──────── AVAILABLE DATA ────────

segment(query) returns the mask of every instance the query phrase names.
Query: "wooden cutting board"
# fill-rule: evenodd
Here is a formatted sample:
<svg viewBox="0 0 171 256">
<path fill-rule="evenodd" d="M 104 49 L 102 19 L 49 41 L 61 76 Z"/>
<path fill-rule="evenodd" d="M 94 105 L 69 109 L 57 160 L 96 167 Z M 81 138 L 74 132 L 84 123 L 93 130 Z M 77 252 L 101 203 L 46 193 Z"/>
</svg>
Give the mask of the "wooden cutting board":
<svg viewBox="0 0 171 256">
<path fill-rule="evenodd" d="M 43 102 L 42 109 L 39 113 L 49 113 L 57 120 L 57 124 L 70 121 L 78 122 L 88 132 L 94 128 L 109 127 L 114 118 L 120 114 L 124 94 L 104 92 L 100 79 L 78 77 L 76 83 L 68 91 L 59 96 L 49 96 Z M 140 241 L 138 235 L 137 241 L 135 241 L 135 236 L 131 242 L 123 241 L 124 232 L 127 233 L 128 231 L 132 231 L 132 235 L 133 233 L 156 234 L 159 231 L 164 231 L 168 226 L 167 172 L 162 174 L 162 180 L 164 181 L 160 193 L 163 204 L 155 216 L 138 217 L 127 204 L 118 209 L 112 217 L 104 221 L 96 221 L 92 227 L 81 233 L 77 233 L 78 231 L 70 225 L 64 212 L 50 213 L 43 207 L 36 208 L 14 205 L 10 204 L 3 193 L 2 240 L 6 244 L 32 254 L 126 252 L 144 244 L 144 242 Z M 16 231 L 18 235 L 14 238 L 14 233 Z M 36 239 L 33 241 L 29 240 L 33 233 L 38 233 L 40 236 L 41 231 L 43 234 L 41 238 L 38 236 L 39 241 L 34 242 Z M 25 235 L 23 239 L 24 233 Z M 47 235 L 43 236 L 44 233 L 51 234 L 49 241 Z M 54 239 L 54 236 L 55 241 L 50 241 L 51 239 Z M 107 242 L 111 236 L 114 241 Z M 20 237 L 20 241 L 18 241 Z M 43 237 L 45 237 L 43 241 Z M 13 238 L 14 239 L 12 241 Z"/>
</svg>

────────

TASK PROMPT - Convert these lines into a Markdown table with the columns Index and Entry, numbering each line and leaving out the blank ones.

RESPONSE FOR THIS EXERCISE -
| Index | Entry |
|---|---|
| 1 | segment(query) returns the mask of every instance the query phrase names. |
| 2 | Query: "wooden cutting board" |
| 3 | # fill-rule: evenodd |
| 4 | Here is a formatted sample: |
| 5 | <svg viewBox="0 0 171 256"> |
| 6 | <path fill-rule="evenodd" d="M 104 49 L 102 19 L 49 41 L 61 76 Z"/> |
| 7 | <path fill-rule="evenodd" d="M 94 105 L 69 109 L 57 160 L 96 167 Z M 81 138 L 74 132 L 84 123 L 93 130 Z M 77 252 L 101 203 L 46 193 Z"/> |
| 8 | </svg> |
| 9 | Give the mask of the "wooden cutting board": |
| 10 | <svg viewBox="0 0 171 256"> |
| 11 | <path fill-rule="evenodd" d="M 43 102 L 42 109 L 39 113 L 49 113 L 57 120 L 57 124 L 70 121 L 78 122 L 88 132 L 94 128 L 109 127 L 114 118 L 120 114 L 124 94 L 104 92 L 100 79 L 78 77 L 76 83 L 68 91 L 59 96 L 49 96 Z M 140 241 L 138 235 L 137 241 L 135 241 L 135 236 L 131 242 L 123 241 L 124 232 L 127 233 L 128 231 L 132 231 L 132 235 L 133 233 L 156 234 L 159 231 L 164 231 L 168 226 L 167 172 L 162 174 L 162 180 L 164 181 L 160 193 L 163 204 L 155 216 L 138 217 L 127 204 L 118 209 L 112 217 L 104 221 L 96 221 L 92 227 L 81 233 L 77 233 L 78 231 L 70 225 L 64 212 L 50 213 L 43 207 L 36 208 L 14 205 L 10 204 L 3 193 L 2 240 L 6 244 L 32 254 L 126 252 L 144 244 L 144 242 Z M 16 231 L 18 235 L 14 238 L 14 233 Z M 36 239 L 33 241 L 29 240 L 33 233 L 38 233 L 40 236 L 41 231 L 43 234 L 41 238 L 38 236 L 39 241 L 34 242 Z M 25 235 L 23 239 L 24 233 Z M 47 235 L 43 236 L 44 233 L 51 234 L 49 241 Z M 54 239 L 54 236 L 55 241 L 50 241 L 51 239 Z M 107 242 L 111 236 L 114 241 Z M 20 237 L 20 241 L 18 241 Z M 43 237 L 45 237 L 43 241 Z M 13 238 L 14 239 L 12 241 Z"/> |
| 12 | </svg> |